Text section:
Saturday, March 24, 2007

2007: Probationally reinstated

All right. There has been no zombie holocaust, and there is no cure for the flu; pie has not even appeared on the horizon, although the Editor did at one point attempt to make a pie and was thwarted by the fact that I can't seem to buy fruit without having it magically go bad. However, in spite of the conditions originally set for 2007 having not yet been fulfilled, the year may continue, for now.

Why, you ask? Because the Editor's cold, dry, blackened heart has suddenly been touched by the essential nitwittery of humanity. No, this is not a joke. One movie, one FX broadcast (still on, if anyone's in front of their television) has changed my life: restored my faith in the tenderness of a father-son relationship, spelled out the dangers of humanity's blindness, and given me a whopping good giggle.

Honestly, if people can still soldier on, blithely making movies like The Day After Tomorrow, and even taking it seriously . . . if, in short, there are people in the world stupid enough to a) believe that this film is a prescient exploration of scientific fact, b) shed a solitary tear for the precociously impertinent teenagers marooned in wolf-ridden (?) New York, or c) pay to see such a film in the theater; if these people exist, then the Editor's life has meaning. Of course, I don't think that's what the makers of the movie in question had in mind. They probably intended the touching warmth, without the uncontrollable laughter. At least they succeeded at something.

Image-grounded pointing data:

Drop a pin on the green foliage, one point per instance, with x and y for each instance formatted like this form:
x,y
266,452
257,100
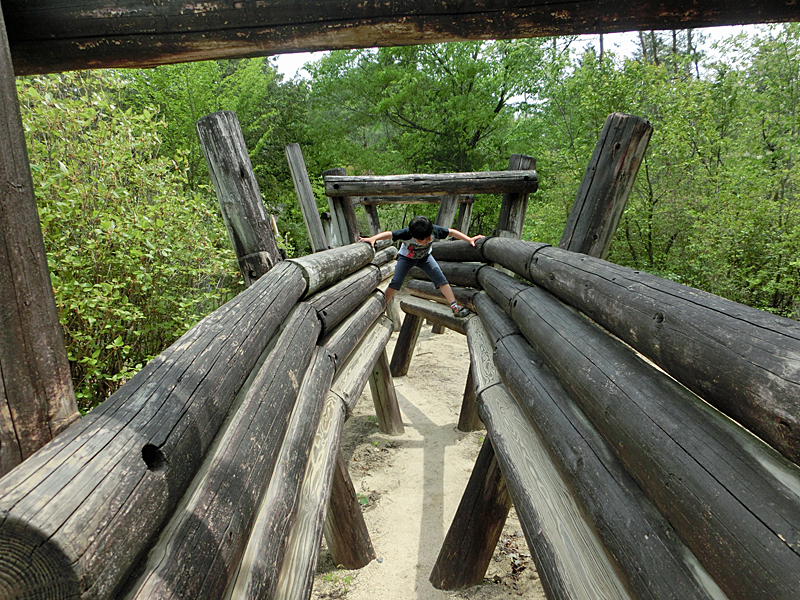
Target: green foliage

Tasks to complete:
(a) Set down everything in the blog post on 2007 being reinstated from "All right. There" down to "continue, for now.", without changes.
(b) In the blog post about 2007 being reinstated, what did the Editor try to make and fail to?
(c) Write what comes next in the blog post about 2007 being probationally reinstated, picking up after its final sentence.

Replies:
(a)
All right. There has been no zombie holocaust, and there is no cure for the flu; pie has not even appeared on the horizon, although the Editor did at one point attempt to make a pie and was thwarted by the fact that I can't seem to buy fruit without having it magically go bad. However, in spite of the conditions originally set for 2007 having not yet been fulfilled, the year may continue, for now.

(b) A pie.

(c)
And after all, they may have begun an Ice Age in the fictional world of the film; but they ended an Ice Age in the Editor's heart. More warm, fuzzy posts will be coming up soon, when topics may include how much the Editor loves animals, the way that multiracial children make me smile, and the essential decency of all the peoples of the world.

Also, please watch for Hell freezing over in the near future. Happy 2007!

Saturday, January 13, 2007

Due to a concatenation of circumstances, 2007 has been cancelled

I'm sorry to be compelled to make the announcement here, but 2007 has been cancelled. The Editor's nasty flu, a complete lack of pie, and the deceptively zombie-friendly weather (and simultaneously absent zombie holocaust) have led the Editor to declare 2007 a complete wash.

However, anyone wishing to reinstate 2007 as a year in good standing may send the Editor a pie, cure the flu, or kill a whole bunch of people and reanimate them, giving them a strong desire to eat the living flesh of others.

Thanks,
The Editor

Tuesday, January 02, 2007

The love poem of a creepy old man

To continue the theme of bad poetry, here is a poetical offering written to a good friend of the Editor's by a former professor of hers, with whom she had a short relationship recently. This was his tribute to her beauty and charm, reprinted with her kind permission:

The name carries far
Beyond any claim,
No gravity to contain
This daybreak,
Or beauty each breath taken gives back.
The light on your skin,
An astral kiss in the dark histories
Of what might have been,
The place where exhausted worlds dream
Of going.
And that vanishing point, too,
Concealed like a weapon or gift,
Where life and little death happen
To the chosen who bring you there,
Where pleasure and pain merge
Like true believers,
Reckless in knowing.
Your heartbeat behind manic drumbeats
And electric strings
This awkward body cannot keep time to.
Your soul hidden by constellations I want to see
But dying stars I may already inhabit.
Your light forever trapped in the time and space
I have become.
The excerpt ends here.